• [GIVEN TASK]:
Retype the passage on bison hunting and the robe trade word for word, in full.

• [SELECTION]:
It was noted by the Commissioner of Indian Affairs in 1852 that Indian tribes were living by pillage due to the lack of available buffalo.  Because one buffalo brought as much as $2-$10 each for the sale of the Robe, carts were loaded by the hunter and skinners quickly, with as many as 100-250 being hauled at a time.  Within a period of 10 years, the bison was hunted to near extinction in the United States and Canada.  A firm buying bison robes (hair on the hide) in Chicago reported that from 1876-1884 they purchased 246,175 robes.  In 1885, there were almost none for them to buy and in 1887, $10 per robe was paid because they had become so scarce.

While buttons from Bison horn may have been made, it's doubtful that during the heyday period that the Bison was aggressively harvested that the hooves and horns were brought in for sale very often to button makers.  Documentation showed that .25 was paid for the inky black horns and hooves at one time (compared to approximately $4-$10 per robe).  Due to the profit of the robe, and the fact that only the thick winter furred hides were in demand, many were skinned quickly in the field during the short season and wagon space was limited to the high dollar robes, requiring that the carcass and other parts were left to rot.

• [DATA BLOCK]:
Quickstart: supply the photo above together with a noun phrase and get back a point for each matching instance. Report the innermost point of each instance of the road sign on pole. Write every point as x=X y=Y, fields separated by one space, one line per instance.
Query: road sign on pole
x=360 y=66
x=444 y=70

• [SOLUTION BELOW]:
It was noted by the Commissioner of Indian Affairs in 1852 that Indian tribes were living by pillage due to the lack of available buffalo.  Because one buffalo brought as much as $2-$10 each for the sale of the Robe, carts were loaded by the hunter and skinners quickly, with as many as 100-250 being hauled at a time.  Within a period of 10 years, the bison was hunted to near extinction in the United States and Canada.  A firm buying bison robes (hair on the hide) in Chicago reported that from 1876-1884 they purchased 246,175 robes.  In 1885, there were almost none for them to buy and in 1887, $10 per robe was paid because they had become so scarce.

While buttons from Bison horn may have been made, it's doubtful that during the heyday period that the Bison was aggressively harvested that the hooves and horns were brought in for sale very often to button makers.  Documentation showed that .25 was paid for the inky black horns and hooves at one time (compared to approximately $4-$10 per robe).  Due to the profit of the robe, and the fact that only the thick winter furred hides were in demand, many were skinned quickly in the field during the short season and wagon space was limited to the high dollar robes, requiring that the carcass and other parts were left to rot.